----- Exercise inputs
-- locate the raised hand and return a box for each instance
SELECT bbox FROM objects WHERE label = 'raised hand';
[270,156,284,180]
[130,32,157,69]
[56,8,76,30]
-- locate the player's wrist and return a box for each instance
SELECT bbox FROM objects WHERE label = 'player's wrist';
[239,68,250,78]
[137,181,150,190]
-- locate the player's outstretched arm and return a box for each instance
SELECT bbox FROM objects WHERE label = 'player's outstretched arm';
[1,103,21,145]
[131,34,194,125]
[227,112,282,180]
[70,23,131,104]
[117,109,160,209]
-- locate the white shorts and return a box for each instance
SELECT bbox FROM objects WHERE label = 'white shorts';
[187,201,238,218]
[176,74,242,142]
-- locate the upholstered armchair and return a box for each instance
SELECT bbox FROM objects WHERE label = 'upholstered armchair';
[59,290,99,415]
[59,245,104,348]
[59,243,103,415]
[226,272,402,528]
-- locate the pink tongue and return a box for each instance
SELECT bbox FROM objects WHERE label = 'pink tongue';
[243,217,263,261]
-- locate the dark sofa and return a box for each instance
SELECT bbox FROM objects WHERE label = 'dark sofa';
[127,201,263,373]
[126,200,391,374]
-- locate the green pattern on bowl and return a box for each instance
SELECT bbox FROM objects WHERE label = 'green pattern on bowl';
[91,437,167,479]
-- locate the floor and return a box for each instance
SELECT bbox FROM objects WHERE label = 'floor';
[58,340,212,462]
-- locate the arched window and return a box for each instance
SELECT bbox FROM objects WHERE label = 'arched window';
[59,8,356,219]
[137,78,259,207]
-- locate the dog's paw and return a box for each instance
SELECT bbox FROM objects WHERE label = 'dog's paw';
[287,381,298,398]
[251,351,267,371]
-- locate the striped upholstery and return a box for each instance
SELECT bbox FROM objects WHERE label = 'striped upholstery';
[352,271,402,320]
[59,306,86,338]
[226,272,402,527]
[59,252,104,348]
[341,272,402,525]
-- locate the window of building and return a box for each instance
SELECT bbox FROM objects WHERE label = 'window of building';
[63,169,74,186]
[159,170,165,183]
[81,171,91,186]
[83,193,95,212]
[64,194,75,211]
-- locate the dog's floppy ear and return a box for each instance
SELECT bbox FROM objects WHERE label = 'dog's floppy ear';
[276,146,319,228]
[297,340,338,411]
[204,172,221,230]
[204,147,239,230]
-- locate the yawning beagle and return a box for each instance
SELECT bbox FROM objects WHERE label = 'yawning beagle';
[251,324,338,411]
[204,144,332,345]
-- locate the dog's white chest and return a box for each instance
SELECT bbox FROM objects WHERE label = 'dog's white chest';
----------
- Exercise directions: Would you give the material above again, complete and exact?

- Task output:
-- locate the raised hand and return a box for each instance
SELECT bbox FROM objects WHERE label = 'raised hand';
[270,156,284,180]
[130,32,157,69]
[56,8,76,30]
-- locate the player's wrist and return a box for each instance
SELECT bbox FROM objects WHERE label = 'player's wrist';
[239,68,250,78]
[137,181,150,190]
-- locate the player's outstretched arm and return a box for each instance
SELECT bbox FROM objects WHERE label = 'player's outstretched arm';
[1,103,21,145]
[131,34,194,125]
[227,112,282,180]
[70,23,131,104]
[117,109,160,209]
-- locate the white shorts and return a box for each instance
SELECT bbox FROM objects WHERE label = 'white shorts';
[187,201,238,218]
[176,74,242,142]
-- locate the upholstered armchair and return a box for each instance
SELECT bbox FROM objects WHERE label = 'upholstered armchair';
[59,290,99,415]
[59,245,104,348]
[59,243,103,415]
[226,272,402,528]
-- locate the pink tongue and return a box for each instance
SELECT bbox FROM objects WHERE label = 'pink tongue';
[243,217,263,261]
-- locate the dark sofa and return a box for each instance
SELECT bbox FROM objects WHERE label = 'dark sofa';
[127,201,263,373]
[126,200,391,374]
-- locate the green pattern on bowl and return a box for each instance
SELECT bbox FROM objects WHERE label = 'green pattern on bowl';
[91,437,167,479]
-- locate the floor and return a box for each instance
SELECT bbox FROM objects WHERE label = 'floor';
[58,340,212,462]
-- locate the arched window and return a box for each instance
SELECT bbox FROM objects WHERE label = 'arched window';
[59,8,356,219]
[137,78,259,207]
-- locate the dog's paw and return a box for each instance
SELECT bbox FROM objects WHERE label = 'dog's paw';
[287,381,298,398]
[251,351,267,371]
-- locate the striped upholstery and return a box for each instance
SELECT bbox FROM objects WHERE label = 'striped upholstery';
[352,271,402,320]
[59,306,86,338]
[226,272,402,527]
[59,252,104,348]
[341,272,402,525]
-- locate the window of building and return a box for each instance
SELECT bbox FROM objects WHERE label = 'window of building';
[63,169,74,186]
[159,170,165,183]
[81,171,91,186]
[83,193,95,212]
[64,194,75,211]
-- locate the dog's floppy ear and return a box for each instance
SELECT bbox FROM objects WHERE label = 'dog's floppy ear';
[276,146,319,228]
[297,340,338,411]
[204,172,221,230]
[204,147,239,230]
-- locate the yawning beagle and return a box for each instance
SELECT bbox FROM objects WHERE label = 'yawning beagle';
[251,324,338,411]
[204,144,332,345]
-- locate the dog's white chest and return a box for each instance
SELECT bbox FROM objects WHERE label = 'dog's white chest';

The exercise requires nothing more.